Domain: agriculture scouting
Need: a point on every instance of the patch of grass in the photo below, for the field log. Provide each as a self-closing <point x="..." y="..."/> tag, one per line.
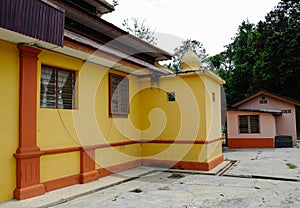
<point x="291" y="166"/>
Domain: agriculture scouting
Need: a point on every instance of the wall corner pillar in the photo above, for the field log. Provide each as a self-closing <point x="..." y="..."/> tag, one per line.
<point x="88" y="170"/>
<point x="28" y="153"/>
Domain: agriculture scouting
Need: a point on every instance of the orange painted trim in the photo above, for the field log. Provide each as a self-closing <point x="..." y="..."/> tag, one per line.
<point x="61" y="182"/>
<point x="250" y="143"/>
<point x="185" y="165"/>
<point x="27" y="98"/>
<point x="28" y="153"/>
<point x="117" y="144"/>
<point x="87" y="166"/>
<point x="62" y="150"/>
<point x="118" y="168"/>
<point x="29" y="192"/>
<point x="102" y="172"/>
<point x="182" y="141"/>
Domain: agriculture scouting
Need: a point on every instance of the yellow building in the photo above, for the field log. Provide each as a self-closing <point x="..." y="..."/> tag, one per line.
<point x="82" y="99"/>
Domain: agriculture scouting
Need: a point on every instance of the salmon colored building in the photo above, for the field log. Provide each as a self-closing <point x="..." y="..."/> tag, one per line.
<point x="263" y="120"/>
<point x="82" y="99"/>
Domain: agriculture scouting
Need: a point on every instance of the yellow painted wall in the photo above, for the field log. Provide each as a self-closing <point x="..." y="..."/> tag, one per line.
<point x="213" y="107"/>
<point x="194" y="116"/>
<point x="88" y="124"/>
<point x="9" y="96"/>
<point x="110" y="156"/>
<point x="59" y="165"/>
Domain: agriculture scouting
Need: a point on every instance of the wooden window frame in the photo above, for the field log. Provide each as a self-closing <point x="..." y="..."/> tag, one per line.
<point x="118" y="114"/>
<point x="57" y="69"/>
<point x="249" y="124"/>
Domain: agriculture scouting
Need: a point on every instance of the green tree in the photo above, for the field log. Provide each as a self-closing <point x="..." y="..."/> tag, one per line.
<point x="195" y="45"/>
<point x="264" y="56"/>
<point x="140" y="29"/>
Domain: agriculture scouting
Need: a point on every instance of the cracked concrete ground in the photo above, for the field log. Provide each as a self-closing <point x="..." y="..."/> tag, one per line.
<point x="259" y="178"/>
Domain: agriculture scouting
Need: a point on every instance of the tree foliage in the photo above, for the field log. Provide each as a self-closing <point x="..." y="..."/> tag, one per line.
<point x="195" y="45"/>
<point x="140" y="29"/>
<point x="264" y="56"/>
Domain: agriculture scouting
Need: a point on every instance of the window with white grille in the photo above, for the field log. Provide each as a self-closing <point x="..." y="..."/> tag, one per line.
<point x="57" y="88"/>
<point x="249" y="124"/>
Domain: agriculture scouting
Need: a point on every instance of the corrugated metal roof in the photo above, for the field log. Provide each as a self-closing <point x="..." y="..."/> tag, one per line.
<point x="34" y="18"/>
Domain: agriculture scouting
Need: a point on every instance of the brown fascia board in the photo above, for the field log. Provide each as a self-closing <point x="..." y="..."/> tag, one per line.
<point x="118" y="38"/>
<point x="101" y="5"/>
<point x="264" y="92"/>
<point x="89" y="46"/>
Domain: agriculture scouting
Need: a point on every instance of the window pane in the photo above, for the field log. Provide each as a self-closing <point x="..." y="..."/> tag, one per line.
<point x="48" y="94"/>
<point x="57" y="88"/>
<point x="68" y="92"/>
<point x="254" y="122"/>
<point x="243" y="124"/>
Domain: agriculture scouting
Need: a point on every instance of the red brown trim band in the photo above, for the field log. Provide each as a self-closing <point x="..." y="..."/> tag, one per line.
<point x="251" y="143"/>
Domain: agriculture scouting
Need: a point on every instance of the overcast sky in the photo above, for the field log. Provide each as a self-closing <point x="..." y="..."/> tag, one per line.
● ● ● ● ●
Leave out the pictures and output the rest of the records exactly.

Domain: agriculture scouting
Need: a point on every instance of the patch of grass in the photo below, for the field log. Provide each as a self-closing <point x="..." y="..."/> tag, one per line.
<point x="291" y="166"/>
Domain: agriculture scouting
Need: a point on every instance of the wall corner pillar in the photo above, for the field log. Provide each as a self-closing <point x="..." y="..."/> tag, one per line.
<point x="88" y="170"/>
<point x="28" y="153"/>
Domain: agriculture scouting
Need: a point on every instance of the orange painted trim in the photo above, for the field log. Provide each as a self-closing <point x="..." y="..."/> tag, one per line.
<point x="61" y="182"/>
<point x="250" y="143"/>
<point x="185" y="165"/>
<point x="27" y="98"/>
<point x="28" y="153"/>
<point x="117" y="144"/>
<point x="87" y="166"/>
<point x="62" y="150"/>
<point x="118" y="168"/>
<point x="29" y="192"/>
<point x="102" y="172"/>
<point x="182" y="141"/>
Domain: agriculture scouting
Need: a point on every instance of the yellow building in the photo above, for the field log. Provide each as a self-closing <point x="..." y="..."/> tag, one per line.
<point x="82" y="99"/>
Domain: agriculture scouting
Need: a point on every instance of the salmon colored building in the photo above, for the field log. Provide each as a self-closing <point x="..." y="..."/> tag, one per line.
<point x="263" y="120"/>
<point x="82" y="99"/>
Domain: agriculture scouting
Need: a point on every instance of the yellow painted wall in the photo above, for the field log. Provide each as a self-closing <point x="..." y="..."/> tag, one per line.
<point x="213" y="107"/>
<point x="194" y="116"/>
<point x="88" y="124"/>
<point x="9" y="96"/>
<point x="110" y="156"/>
<point x="59" y="165"/>
Domain: agriculture scouting
Need: a point on every instance of the wooden window frame in the photo above, for the field log. Provide each as a self-closing <point x="..." y="..."/> tag, one per line.
<point x="118" y="114"/>
<point x="57" y="69"/>
<point x="249" y="124"/>
Domain: agriculture scouting
Need: a point on every instance of the green tree in the photo above, for the field log. Provide each as a self-closing <point x="..." y="..."/> tag, one per line.
<point x="195" y="45"/>
<point x="264" y="56"/>
<point x="140" y="29"/>
Domain: agriculture scouting
Need: a point on every instance of the cracked concrete ground in the photo above, for the field log. Provide each as a self-closing <point x="..." y="..."/> tag, one per line.
<point x="259" y="178"/>
Domain: agriculture scouting
Need: a point on every instance of the tree foliage in the photo above, for the field log. Provide each as a self-closing <point x="..." y="..."/> tag, one per line.
<point x="195" y="45"/>
<point x="140" y="29"/>
<point x="264" y="56"/>
Domain: agriculture scouting
Need: a point on every instance of the window with white grille in the photo above, for the field log. Provide each as a self-closing <point x="..." y="..."/> tag, one per line.
<point x="57" y="88"/>
<point x="249" y="124"/>
Domain: agriculture scouting
Need: a point on every instance of the corrugated metal roof in the photo above, for the field log. Provide each as a self-closing <point x="..." y="..."/> tag, one per line.
<point x="34" y="18"/>
Domain: agriculture scouting
Need: a point on every instance of the brown fascia board in the photo above, for the field log. Provide each as a self-closing <point x="..." y="..."/> tag, one per line.
<point x="118" y="38"/>
<point x="101" y="5"/>
<point x="264" y="92"/>
<point x="89" y="46"/>
Domain: agriculture scouting
Need: a point on every instance of the window pane in the photo above, for the field log. Provide each as a self-closing <point x="..." y="..."/> tag, one per line.
<point x="48" y="94"/>
<point x="57" y="88"/>
<point x="68" y="92"/>
<point x="254" y="122"/>
<point x="243" y="124"/>
Domain: agriculture scouting
Need: a point on every instance of the red brown trim band in the photo above, for the field log. Provide each as a self-closing <point x="..." y="..."/> tag, one per line.
<point x="251" y="143"/>
Domain: agriculture scouting
Need: a point on every instance of the overcast sky in the photo above, for the field log. Provide each as a self-closing <point x="..." y="..."/> tag, one per line.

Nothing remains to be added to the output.